● **RECORD SET**:
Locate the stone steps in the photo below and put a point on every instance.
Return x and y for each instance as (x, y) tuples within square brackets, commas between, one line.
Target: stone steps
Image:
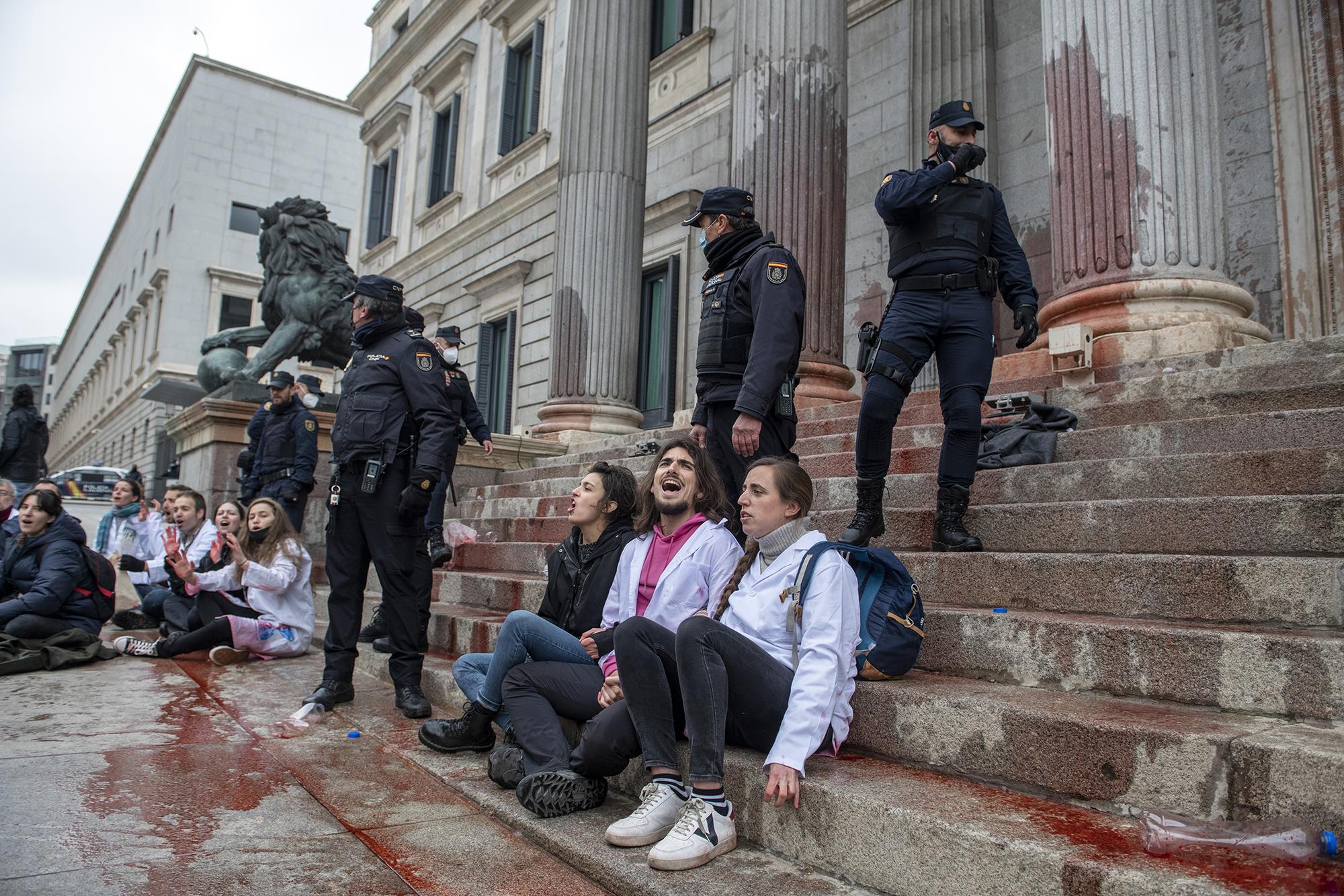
[(884, 825)]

● **OBJECTIVE**: Could you put every line of the material above into a numbered list, skipping blank lines and leaving the pictures out?

● **WRITTEN REPLY**:
1. Locate the stone steps in the photo below and put a point on every instance.
2. Return x and y for each instance as (x, y) tuples within square brackets, commas between, one line.
3. Target: stone steps
4. Image:
5. [(884, 825)]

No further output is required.